*** Opening of ENTRIES SUPPLIED ***

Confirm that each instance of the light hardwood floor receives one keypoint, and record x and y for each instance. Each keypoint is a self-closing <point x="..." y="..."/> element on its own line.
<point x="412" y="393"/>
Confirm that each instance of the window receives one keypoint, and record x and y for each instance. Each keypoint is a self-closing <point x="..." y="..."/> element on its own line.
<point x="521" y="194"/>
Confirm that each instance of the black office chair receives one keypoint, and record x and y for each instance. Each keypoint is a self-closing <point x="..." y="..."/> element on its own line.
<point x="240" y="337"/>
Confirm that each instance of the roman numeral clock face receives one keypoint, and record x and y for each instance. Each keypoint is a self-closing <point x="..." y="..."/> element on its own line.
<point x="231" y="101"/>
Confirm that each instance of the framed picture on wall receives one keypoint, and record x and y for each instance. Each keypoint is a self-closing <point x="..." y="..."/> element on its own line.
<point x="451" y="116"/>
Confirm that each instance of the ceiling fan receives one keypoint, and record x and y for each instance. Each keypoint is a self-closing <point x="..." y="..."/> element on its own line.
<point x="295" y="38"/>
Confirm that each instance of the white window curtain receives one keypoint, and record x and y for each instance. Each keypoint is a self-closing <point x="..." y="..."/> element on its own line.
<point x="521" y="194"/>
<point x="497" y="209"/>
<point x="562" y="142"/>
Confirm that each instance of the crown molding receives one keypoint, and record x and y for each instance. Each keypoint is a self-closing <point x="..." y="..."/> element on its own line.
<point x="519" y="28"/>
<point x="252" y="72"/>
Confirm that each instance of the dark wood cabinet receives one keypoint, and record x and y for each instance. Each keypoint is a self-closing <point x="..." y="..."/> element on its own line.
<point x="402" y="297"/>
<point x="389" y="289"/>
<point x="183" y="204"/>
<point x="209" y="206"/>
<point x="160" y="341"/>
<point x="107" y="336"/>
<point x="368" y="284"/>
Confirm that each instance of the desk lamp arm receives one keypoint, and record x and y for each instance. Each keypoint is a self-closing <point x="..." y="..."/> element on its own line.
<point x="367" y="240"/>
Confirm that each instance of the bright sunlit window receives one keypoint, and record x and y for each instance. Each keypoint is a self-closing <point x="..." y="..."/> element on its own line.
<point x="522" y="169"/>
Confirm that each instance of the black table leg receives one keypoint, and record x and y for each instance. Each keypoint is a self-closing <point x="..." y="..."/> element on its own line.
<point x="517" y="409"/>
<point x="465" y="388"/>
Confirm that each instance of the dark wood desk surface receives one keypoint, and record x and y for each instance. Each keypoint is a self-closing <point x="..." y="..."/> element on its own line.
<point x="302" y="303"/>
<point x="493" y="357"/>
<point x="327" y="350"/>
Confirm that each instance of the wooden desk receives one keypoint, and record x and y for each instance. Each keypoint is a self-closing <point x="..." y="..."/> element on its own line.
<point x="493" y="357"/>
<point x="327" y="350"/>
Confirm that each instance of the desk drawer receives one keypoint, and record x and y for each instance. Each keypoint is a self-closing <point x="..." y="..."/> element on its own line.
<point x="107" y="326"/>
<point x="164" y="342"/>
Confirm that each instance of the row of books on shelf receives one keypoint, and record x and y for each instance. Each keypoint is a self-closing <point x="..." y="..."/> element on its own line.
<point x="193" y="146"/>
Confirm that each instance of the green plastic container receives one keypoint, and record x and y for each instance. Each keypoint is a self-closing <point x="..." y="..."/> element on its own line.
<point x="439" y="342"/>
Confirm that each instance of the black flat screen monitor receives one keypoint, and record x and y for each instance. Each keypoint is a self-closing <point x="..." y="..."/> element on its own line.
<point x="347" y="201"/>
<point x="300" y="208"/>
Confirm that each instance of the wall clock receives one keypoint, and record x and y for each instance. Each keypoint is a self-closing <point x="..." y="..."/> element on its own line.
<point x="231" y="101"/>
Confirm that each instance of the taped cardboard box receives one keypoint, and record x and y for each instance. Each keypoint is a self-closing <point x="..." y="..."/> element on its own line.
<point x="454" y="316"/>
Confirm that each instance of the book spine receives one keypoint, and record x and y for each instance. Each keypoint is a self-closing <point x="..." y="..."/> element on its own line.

*** Close of ENTRIES SUPPLIED ***

TASK BRIEF: Reproduce the data. Match each line exactly.

WRITTEN RESPONSE:
Confirm that each instance of the light hardwood floor receives one keypoint, and record x and y for each instance. Each keypoint is a self-closing <point x="..." y="..."/> element on its own line.
<point x="412" y="393"/>
Confirm that each instance of the window receives one keypoint, and record x and y for each instance. Each keypoint is a self-closing <point x="..." y="..."/> element on its own line.
<point x="521" y="194"/>
Confirm that each instance of the black office chair receives one keypoint, and record x and y for each instance. Each keypoint is a self-closing <point x="..." y="..."/> element on its own line.
<point x="240" y="337"/>
Confirm that each instance of the roman numeral clock face receives one keypoint, and record x and y for each instance. Each keypoint is a self-closing <point x="..." y="..."/> element on its own line.
<point x="231" y="101"/>
Confirm that each instance of the framed picture on wall receives one keypoint, and record x and y for each instance. Each keypoint is a self-closing <point x="..." y="..."/> element on its own line.
<point x="451" y="116"/>
Confirm that each instance of the ceiling fan receives one keypoint, and record x and y for each instance. Each keypoint is a self-closing <point x="..." y="..."/> element on its own line.
<point x="295" y="38"/>
Confirm that each instance of the white window curtain receives one keypoint, and record x and y for each instance. Each keypoint is a self-closing <point x="..." y="..."/> element on its own line.
<point x="521" y="194"/>
<point x="497" y="209"/>
<point x="562" y="142"/>
Confirm that each instance of the crown molding receives one keypoint, and record x and y for each instance. Each keypoint is a self-closing <point x="..." y="..."/> element on its own line.
<point x="519" y="28"/>
<point x="252" y="72"/>
Confirm that each instance of the dark wood cabinet receives one keypoint, and record x and y for each instance. Each keypoint is a self-closing <point x="..." y="..."/> element on its own line.
<point x="402" y="297"/>
<point x="389" y="289"/>
<point x="183" y="204"/>
<point x="209" y="206"/>
<point x="160" y="341"/>
<point x="107" y="336"/>
<point x="368" y="284"/>
Confirm that each instance of the desk lamp arm receives one keypoint, and record x and y for each instance. Each keypoint is a self-closing <point x="..." y="..."/> element on its own line.
<point x="367" y="240"/>
Confirm that each instance of the bright sunlit window receives one keypoint, and record x and y for each instance. Each keypoint is a self-closing <point x="..." y="..."/> element on its own line.
<point x="522" y="169"/>
Confirm that each instance of the black table leg receives one keypoint, and record x and y for each instance. Each keypoint is a self-closing <point x="..." y="..."/> element on its own line.
<point x="517" y="409"/>
<point x="465" y="388"/>
Confirm that each instance of the dark wood desk surface receives one keypoint, and record x and y for each instance. Each keypoint is a self-closing <point x="..." y="..."/> element on its own line.
<point x="302" y="303"/>
<point x="493" y="357"/>
<point x="327" y="350"/>
Confirm that each instance of the wooden desk receives one keypoint, and record x and y for each instance. Each keypoint is a self-closing <point x="..." y="..."/> element on its own line.
<point x="493" y="357"/>
<point x="327" y="350"/>
Confirm that each instance of the desk drawer receives one keypoint, and record x and y for each instance. Each keypoint is a self-closing <point x="..." y="..."/> element on its own line.
<point x="107" y="326"/>
<point x="164" y="342"/>
Confirm that each instance of the row of books on shelf receives one keypoint, and record x and y for each instance. Each keypoint is a self-closing <point x="..." y="..."/> element on its own line.
<point x="193" y="146"/>
Confirm that each instance of the green plastic container receives one keypoint, and record x and y for each instance. Each keypoint is a self-closing <point x="..." y="..."/> element on its own line.
<point x="439" y="342"/>
Confirm that each instance of the black flat screen monitor receives one keypoint, and record x and y for each instance. Each keypoint is a self-closing <point x="..." y="..."/> element on its own line.
<point x="347" y="201"/>
<point x="300" y="208"/>
Confirm that each instance of the wall clock receives one keypoint, and record x and y for each instance. Each keypoint is a self-closing <point x="..." y="..."/> element on its own line.
<point x="231" y="101"/>
Confirm that each instance of the taped cardboard box receives one keypoint, and record x and y for each instance. Each keypoint is a self-closing <point x="..." y="..."/> element on its own line.
<point x="454" y="316"/>
Confirm that each instance of the book spine receives one keypoint, and record x and y for each instance. Each keypoint is a self-closing <point x="..." y="..."/> element on its own line.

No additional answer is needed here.